Yes, I am working on 3+kwh modules for scooters. It is going to be a huge market in the next few years.
Safety is a great question. It's the reason I'm not inclined to sell to hobbists. There are so many ways to make a safe or unsafe system.
Cells have evolved a lot since Tesla first introduced their car and now many safety features can be built into the cells. 18650 cells are very safe due to their limited cobalt content and steel housing. PTC fuses and current interrupt devices are pretty much standard, although you can certainly order whatever you want when you order in quantity. The Tesla system is geared toward high performance and so it's safety system has to be very complex. At low C rates, PTC fuses in the header of the cell are fine. My system also facilitates external PTC fuses at every cell junction on top and bottom of each cell. I also have a built in thermal fuses at both ends. These are independent of current.
Many new 18650 cells will 100% pass a nail penetration test.
Another difference is that I favor thermal contour mapping of the cell array to identify cells getting hot way before a thermal runaway. My technology facilitates extensive thermal measurement of every cell and it's all built into the walls of the pack. This technology identifies problems much earliery than fuses and gives you the ability to replace the cell before failure.

▬▬▬

To do:
[a] From the battery safety post, extract the passage from "Safety is a" up to and including "independent of current.".
[b] According to the battery safety post, which two properties make 18650 cells very safe?
The records play no part in this work.

▬▬▬

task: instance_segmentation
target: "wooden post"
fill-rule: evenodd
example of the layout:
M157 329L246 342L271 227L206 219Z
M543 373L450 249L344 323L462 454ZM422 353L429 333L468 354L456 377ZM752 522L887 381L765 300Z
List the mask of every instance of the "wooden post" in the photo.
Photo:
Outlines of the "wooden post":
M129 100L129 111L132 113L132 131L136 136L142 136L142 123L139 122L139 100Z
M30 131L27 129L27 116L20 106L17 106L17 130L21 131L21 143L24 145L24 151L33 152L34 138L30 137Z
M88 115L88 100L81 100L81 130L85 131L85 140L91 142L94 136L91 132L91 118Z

▬▬▬

Solutions per task:
[a]
Safety is a great question. It's the reason I'm not inclined to sell to hobbists. There are so many ways to make a safe or unsafe system.
Cells have evolved a lot since Tesla first introduced their car and now many safety features can be built into the cells. 18650 cells are very safe due to their limited cobalt content and steel housing. PTC fuses and current interrupt devices are pretty much standard, although you can certainly order whatever you want when you order in quantity. The Tesla system is geared toward high performance and so it's safety system has to be very complex. At low C rates, PTC fuses in the header of the cell are fine. My system also facilitates external PTC fuses at every cell junction on top and bottom of each cell. I also have a built in thermal fuses at both ends. These are independent of current.

[b] Their limited cobalt content and steel housing.